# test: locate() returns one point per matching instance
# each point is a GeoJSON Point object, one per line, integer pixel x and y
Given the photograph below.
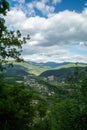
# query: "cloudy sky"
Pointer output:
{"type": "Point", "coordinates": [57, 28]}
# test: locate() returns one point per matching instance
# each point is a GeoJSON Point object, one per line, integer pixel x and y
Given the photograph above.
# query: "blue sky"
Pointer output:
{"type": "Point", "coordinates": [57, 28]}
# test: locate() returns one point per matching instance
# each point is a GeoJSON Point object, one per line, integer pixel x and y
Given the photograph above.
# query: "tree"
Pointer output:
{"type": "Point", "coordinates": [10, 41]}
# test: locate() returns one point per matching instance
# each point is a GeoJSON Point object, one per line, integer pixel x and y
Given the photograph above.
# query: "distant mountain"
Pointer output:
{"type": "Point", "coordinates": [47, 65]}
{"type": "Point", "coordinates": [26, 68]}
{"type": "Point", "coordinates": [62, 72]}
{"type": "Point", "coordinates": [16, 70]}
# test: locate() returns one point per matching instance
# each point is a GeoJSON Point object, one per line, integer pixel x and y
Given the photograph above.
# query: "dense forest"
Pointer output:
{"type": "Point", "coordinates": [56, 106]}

■ ■ ■ ■ ■

*AUFGABE*
Schreibe alle Einträge oben Zeichen für Zeichen ab. Lass die Bilder in deiner Antwort weg.

*SCHRIFTLICHE ANTWORT*
# test: locate() returns one point per matching instance
# each point is a GeoJSON Point object, one per line, integer pixel x and y
Given the photograph below.
# query: "cloudy sky"
Pointer output:
{"type": "Point", "coordinates": [57, 28]}
# test: locate() returns one point per matching instance
# each point is a GeoJSON Point object, one per line, integer pixel x and y
Given the photograph above.
# query: "blue sky"
Pointer output:
{"type": "Point", "coordinates": [57, 28]}
# test: locate() returns one point per matching instance
# each point is a GeoJSON Point object, one per line, integer pixel x and y
Given the photograph above.
# query: "tree"
Pointer output:
{"type": "Point", "coordinates": [10, 41]}
# test: locate() returns one point per matching instance
# each point is a GeoJSON Point object, one per line, integer pixel x and y
Given the photograph above.
# query: "distant mountain"
Pointer output:
{"type": "Point", "coordinates": [47, 65]}
{"type": "Point", "coordinates": [26, 68]}
{"type": "Point", "coordinates": [62, 72]}
{"type": "Point", "coordinates": [16, 70]}
# test: locate() returns one point per matching instance
# each point is a GeoJSON Point object, one per line, integer pixel x and y
Given the photograph above.
# query: "dense forest"
Pointer output:
{"type": "Point", "coordinates": [56, 106]}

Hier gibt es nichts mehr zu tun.